__Data extracts__.
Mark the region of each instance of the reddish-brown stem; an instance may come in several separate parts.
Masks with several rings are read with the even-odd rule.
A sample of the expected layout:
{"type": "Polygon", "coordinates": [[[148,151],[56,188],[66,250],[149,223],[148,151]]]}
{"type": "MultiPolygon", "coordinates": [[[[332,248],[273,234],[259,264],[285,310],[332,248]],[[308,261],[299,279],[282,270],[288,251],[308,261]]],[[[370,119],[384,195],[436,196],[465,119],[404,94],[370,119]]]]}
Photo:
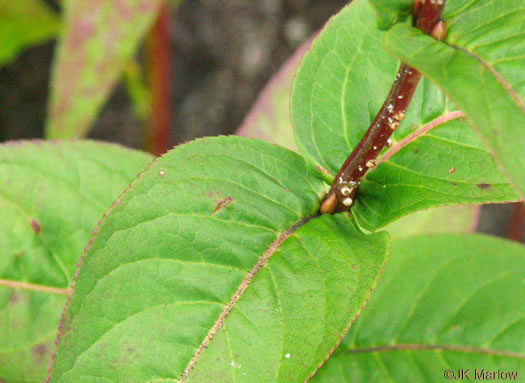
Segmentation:
{"type": "MultiPolygon", "coordinates": [[[[414,25],[426,34],[442,39],[444,26],[440,22],[445,0],[415,0],[414,25]]],[[[390,136],[405,116],[421,74],[402,63],[390,92],[374,121],[344,162],[321,204],[322,213],[346,211],[352,205],[359,183],[368,169],[377,164],[377,156],[385,146],[390,146],[390,136]]]]}
{"type": "Polygon", "coordinates": [[[525,230],[525,203],[517,202],[512,205],[512,215],[507,226],[506,237],[519,242],[525,230]]]}
{"type": "Polygon", "coordinates": [[[170,39],[169,7],[164,4],[148,41],[151,119],[149,150],[160,156],[170,144],[170,39]]]}

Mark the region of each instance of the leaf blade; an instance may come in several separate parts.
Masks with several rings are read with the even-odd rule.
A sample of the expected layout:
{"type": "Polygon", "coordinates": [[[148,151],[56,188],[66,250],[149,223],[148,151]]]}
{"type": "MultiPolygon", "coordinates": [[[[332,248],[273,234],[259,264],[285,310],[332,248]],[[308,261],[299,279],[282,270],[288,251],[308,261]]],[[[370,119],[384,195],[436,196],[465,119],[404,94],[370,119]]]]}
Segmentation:
{"type": "Polygon", "coordinates": [[[523,245],[482,235],[395,241],[376,292],[313,381],[401,381],[410,372],[440,382],[447,368],[521,375],[524,262],[523,245]]]}
{"type": "Polygon", "coordinates": [[[344,333],[345,314],[364,303],[388,242],[385,233],[364,235],[347,216],[313,218],[323,193],[318,173],[297,154],[239,137],[197,140],[157,160],[108,214],[83,261],[51,381],[92,375],[95,357],[97,376],[107,379],[176,380],[186,371],[187,381],[228,381],[232,373],[275,381],[281,365],[280,381],[306,378],[344,333]],[[354,242],[362,246],[352,250],[354,242]],[[302,246],[323,250],[312,256],[302,246]],[[328,262],[330,251],[346,267],[328,262]],[[333,278],[327,293],[321,269],[333,278]],[[351,298],[336,302],[335,282],[349,286],[351,298]],[[325,315],[325,304],[314,302],[341,309],[329,336],[312,320],[325,315]],[[310,319],[294,320],[290,305],[312,310],[310,319]],[[288,335],[304,339],[301,326],[316,348],[288,335]],[[303,354],[300,371],[286,367],[303,354]]]}
{"type": "Polygon", "coordinates": [[[0,379],[43,380],[82,248],[150,159],[94,142],[0,145],[0,379]]]}
{"type": "Polygon", "coordinates": [[[421,210],[387,225],[392,240],[417,234],[472,233],[478,224],[479,206],[445,206],[421,210]]]}
{"type": "Polygon", "coordinates": [[[465,111],[522,199],[525,165],[515,153],[525,144],[520,130],[525,125],[525,92],[517,75],[524,50],[514,37],[524,33],[522,23],[516,22],[523,14],[518,4],[484,1],[451,18],[444,43],[407,25],[395,26],[385,36],[389,52],[421,70],[465,111]],[[499,60],[503,61],[496,66],[499,60]]]}
{"type": "Polygon", "coordinates": [[[46,137],[84,137],[161,0],[66,3],[64,31],[52,70],[46,137]]]}

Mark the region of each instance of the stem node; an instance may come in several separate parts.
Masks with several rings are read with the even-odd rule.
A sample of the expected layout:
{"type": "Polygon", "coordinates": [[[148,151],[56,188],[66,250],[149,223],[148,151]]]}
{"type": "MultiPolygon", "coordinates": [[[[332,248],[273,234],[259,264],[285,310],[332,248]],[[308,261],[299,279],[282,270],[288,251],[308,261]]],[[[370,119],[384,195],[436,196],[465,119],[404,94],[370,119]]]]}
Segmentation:
{"type": "MultiPolygon", "coordinates": [[[[414,25],[438,40],[445,37],[441,13],[444,0],[414,0],[412,3],[414,25]]],[[[342,212],[352,206],[357,188],[368,169],[377,165],[377,156],[384,147],[391,147],[390,136],[405,118],[421,74],[402,63],[397,71],[390,93],[374,121],[337,173],[330,191],[321,204],[323,214],[342,212]]]]}

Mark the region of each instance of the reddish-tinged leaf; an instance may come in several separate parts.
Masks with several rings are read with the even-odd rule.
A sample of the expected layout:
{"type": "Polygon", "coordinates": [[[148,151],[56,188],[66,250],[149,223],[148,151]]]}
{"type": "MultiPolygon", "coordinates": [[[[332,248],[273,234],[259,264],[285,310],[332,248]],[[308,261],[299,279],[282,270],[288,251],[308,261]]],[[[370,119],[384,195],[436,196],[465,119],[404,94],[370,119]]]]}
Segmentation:
{"type": "Polygon", "coordinates": [[[85,136],[162,0],[68,0],[46,135],[85,136]]]}

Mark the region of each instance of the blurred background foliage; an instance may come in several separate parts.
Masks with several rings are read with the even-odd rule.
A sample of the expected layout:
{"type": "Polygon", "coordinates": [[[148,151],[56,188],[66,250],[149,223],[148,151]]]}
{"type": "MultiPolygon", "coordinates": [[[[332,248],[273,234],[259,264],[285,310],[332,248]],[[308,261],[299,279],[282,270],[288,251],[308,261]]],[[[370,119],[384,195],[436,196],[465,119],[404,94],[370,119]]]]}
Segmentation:
{"type": "Polygon", "coordinates": [[[231,134],[272,74],[345,1],[161,3],[2,2],[0,139],[46,132],[151,148],[159,37],[169,55],[168,147],[231,134]]]}
{"type": "MultiPolygon", "coordinates": [[[[345,4],[2,1],[0,142],[88,137],[160,155],[196,137],[237,132],[295,150],[288,100],[295,69],[345,4]]],[[[520,204],[451,208],[423,212],[411,227],[468,231],[474,222],[478,231],[519,239],[524,215],[520,204]]],[[[406,231],[404,220],[395,225],[393,232],[406,231]]]]}
{"type": "Polygon", "coordinates": [[[60,18],[36,0],[0,3],[0,65],[9,63],[27,47],[58,36],[60,18]]]}

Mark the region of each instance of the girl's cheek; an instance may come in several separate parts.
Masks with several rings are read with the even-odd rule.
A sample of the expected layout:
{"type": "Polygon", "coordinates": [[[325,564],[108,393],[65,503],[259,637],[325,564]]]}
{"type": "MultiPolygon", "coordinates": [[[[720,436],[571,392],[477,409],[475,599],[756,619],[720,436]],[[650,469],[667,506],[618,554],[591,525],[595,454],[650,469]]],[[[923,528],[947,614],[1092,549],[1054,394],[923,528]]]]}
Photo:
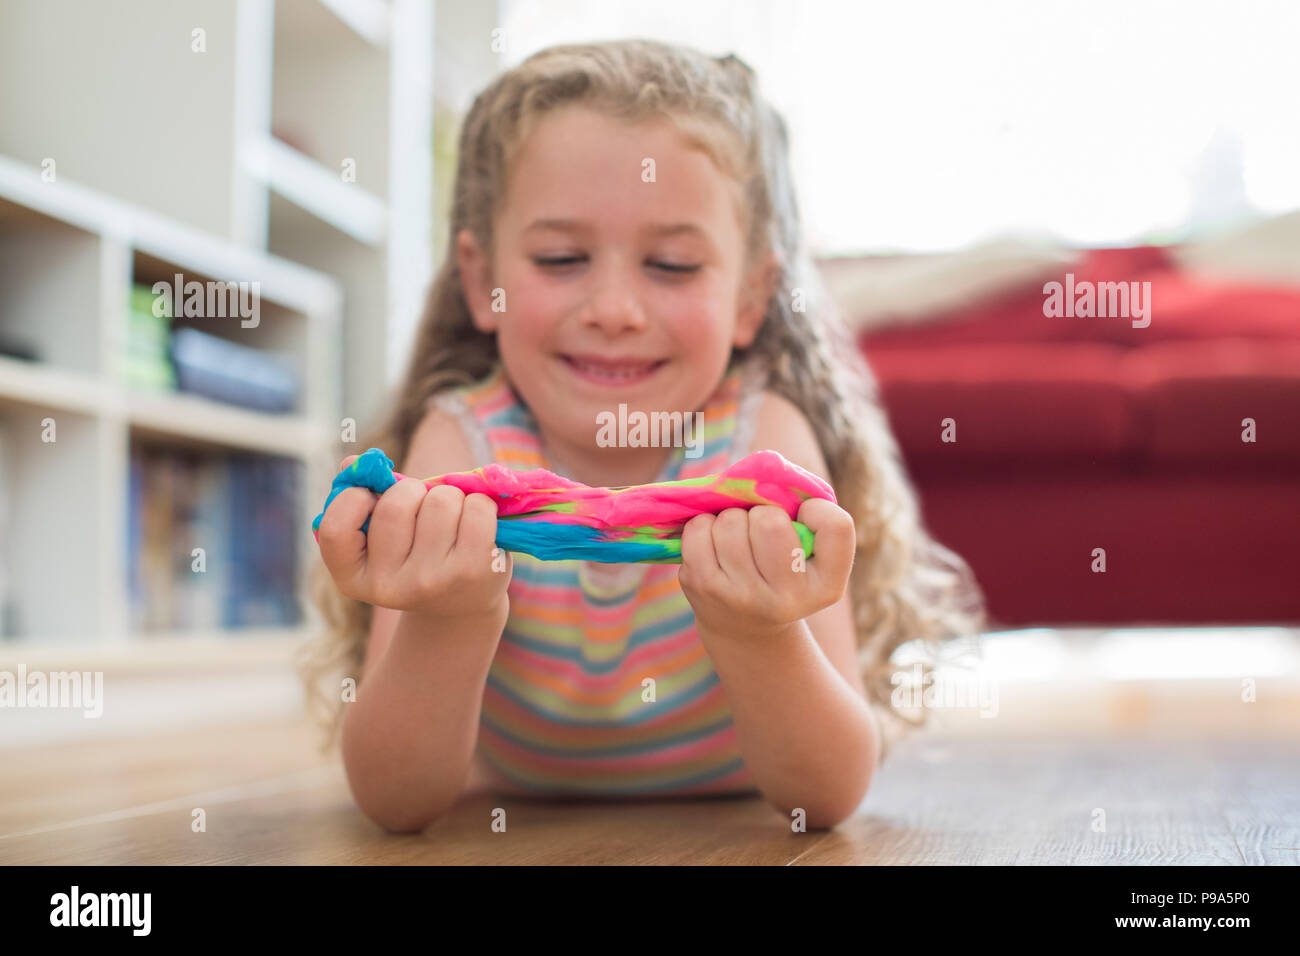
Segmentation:
{"type": "Polygon", "coordinates": [[[700,297],[676,312],[673,326],[679,338],[704,345],[707,341],[725,334],[722,310],[716,299],[700,297]]]}
{"type": "Polygon", "coordinates": [[[509,329],[509,334],[529,340],[542,337],[551,317],[562,314],[562,304],[555,301],[555,295],[543,284],[535,282],[515,282],[508,291],[500,294],[504,309],[501,327],[509,329]]]}
{"type": "Polygon", "coordinates": [[[675,325],[698,323],[718,311],[718,299],[710,284],[694,282],[690,287],[658,290],[652,299],[654,310],[675,325]]]}
{"type": "Polygon", "coordinates": [[[557,287],[544,279],[526,279],[510,290],[510,307],[530,328],[541,330],[554,317],[572,312],[580,304],[579,293],[557,287]]]}

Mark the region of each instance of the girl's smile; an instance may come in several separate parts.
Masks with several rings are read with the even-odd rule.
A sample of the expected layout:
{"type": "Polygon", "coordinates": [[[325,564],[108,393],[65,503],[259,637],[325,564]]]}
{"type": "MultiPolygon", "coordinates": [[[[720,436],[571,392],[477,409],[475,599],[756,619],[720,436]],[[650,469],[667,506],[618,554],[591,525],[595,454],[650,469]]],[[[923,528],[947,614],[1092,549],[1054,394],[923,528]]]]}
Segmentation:
{"type": "Polygon", "coordinates": [[[603,357],[585,353],[561,355],[560,360],[581,381],[599,388],[628,388],[653,379],[668,359],[640,359],[635,356],[603,357]]]}

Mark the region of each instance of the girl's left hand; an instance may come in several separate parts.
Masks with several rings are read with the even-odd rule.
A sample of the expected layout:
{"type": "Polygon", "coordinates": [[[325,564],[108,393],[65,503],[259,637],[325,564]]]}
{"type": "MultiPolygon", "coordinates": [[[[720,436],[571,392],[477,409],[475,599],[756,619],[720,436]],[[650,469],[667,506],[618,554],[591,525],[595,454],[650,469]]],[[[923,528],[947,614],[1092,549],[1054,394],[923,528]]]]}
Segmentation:
{"type": "Polygon", "coordinates": [[[701,631],[772,634],[843,596],[857,545],[853,516],[809,498],[798,518],[813,532],[812,558],[775,505],[728,508],[686,523],[677,580],[701,631]]]}

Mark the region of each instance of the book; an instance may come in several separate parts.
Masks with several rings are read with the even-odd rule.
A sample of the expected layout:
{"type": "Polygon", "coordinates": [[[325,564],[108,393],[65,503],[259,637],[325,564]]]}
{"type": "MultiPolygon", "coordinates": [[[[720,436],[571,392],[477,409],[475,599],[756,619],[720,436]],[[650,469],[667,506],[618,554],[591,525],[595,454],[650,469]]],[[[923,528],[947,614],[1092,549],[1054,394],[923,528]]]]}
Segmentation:
{"type": "Polygon", "coordinates": [[[131,287],[126,314],[126,348],[118,357],[122,381],[132,388],[172,391],[176,372],[171,360],[171,318],[147,285],[131,287]],[[162,315],[155,315],[155,311],[162,315]]]}
{"type": "Polygon", "coordinates": [[[137,631],[301,623],[298,462],[132,449],[130,620],[137,631]]]}
{"type": "Polygon", "coordinates": [[[289,412],[298,402],[287,359],[197,329],[172,334],[172,361],[182,391],[264,412],[289,412]]]}

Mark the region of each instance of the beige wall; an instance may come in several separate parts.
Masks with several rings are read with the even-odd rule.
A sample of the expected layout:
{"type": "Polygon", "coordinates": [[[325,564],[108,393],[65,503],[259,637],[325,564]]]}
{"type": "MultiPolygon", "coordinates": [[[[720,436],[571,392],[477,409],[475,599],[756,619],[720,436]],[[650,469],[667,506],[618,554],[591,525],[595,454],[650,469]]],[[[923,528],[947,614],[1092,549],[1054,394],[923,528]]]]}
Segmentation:
{"type": "Polygon", "coordinates": [[[235,8],[5,0],[0,153],[230,236],[235,8]]]}

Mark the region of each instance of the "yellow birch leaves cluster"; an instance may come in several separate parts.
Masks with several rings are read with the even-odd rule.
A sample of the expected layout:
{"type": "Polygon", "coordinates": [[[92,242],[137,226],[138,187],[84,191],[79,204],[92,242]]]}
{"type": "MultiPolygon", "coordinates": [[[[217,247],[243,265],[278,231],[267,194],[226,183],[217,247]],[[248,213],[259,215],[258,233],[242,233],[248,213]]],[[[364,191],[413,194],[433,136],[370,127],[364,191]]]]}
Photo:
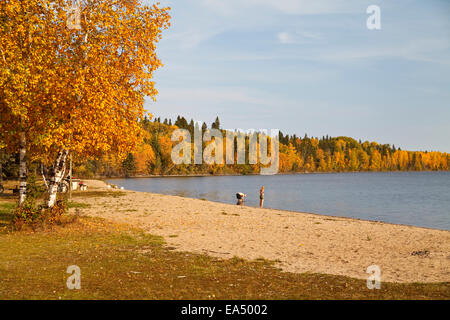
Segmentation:
{"type": "Polygon", "coordinates": [[[21,131],[44,162],[62,149],[80,159],[136,149],[170,25],[170,8],[141,2],[79,1],[80,28],[69,28],[70,0],[1,1],[0,141],[10,151],[21,131]]]}

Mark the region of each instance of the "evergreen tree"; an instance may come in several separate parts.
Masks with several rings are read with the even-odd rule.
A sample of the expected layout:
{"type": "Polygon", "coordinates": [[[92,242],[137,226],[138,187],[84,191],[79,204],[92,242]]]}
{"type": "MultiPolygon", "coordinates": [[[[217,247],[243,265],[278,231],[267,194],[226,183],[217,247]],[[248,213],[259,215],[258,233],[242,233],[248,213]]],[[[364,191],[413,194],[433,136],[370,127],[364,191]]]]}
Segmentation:
{"type": "Polygon", "coordinates": [[[181,122],[181,128],[188,129],[188,122],[185,117],[181,117],[180,122],[181,122]]]}
{"type": "Polygon", "coordinates": [[[220,129],[220,120],[219,117],[216,117],[216,120],[211,124],[212,129],[220,129]]]}
{"type": "Polygon", "coordinates": [[[180,123],[180,116],[177,116],[177,120],[175,120],[174,123],[178,128],[181,128],[181,123],[180,123]]]}
{"type": "Polygon", "coordinates": [[[133,154],[129,153],[126,159],[123,160],[122,168],[125,177],[130,177],[136,172],[136,159],[133,154]]]}
{"type": "Polygon", "coordinates": [[[194,119],[191,119],[191,122],[189,122],[188,126],[189,133],[191,134],[191,137],[194,136],[194,119]]]}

__What is expected__.
Track down every line of the material containing the string "reddish", and copy it.

__Answer section__.
Mark the region of each instance of the reddish-brown stem; an instance may come in several separate parts.
Mark the region of each instance of the reddish-tinged leaf; an instance may come in several separate parts.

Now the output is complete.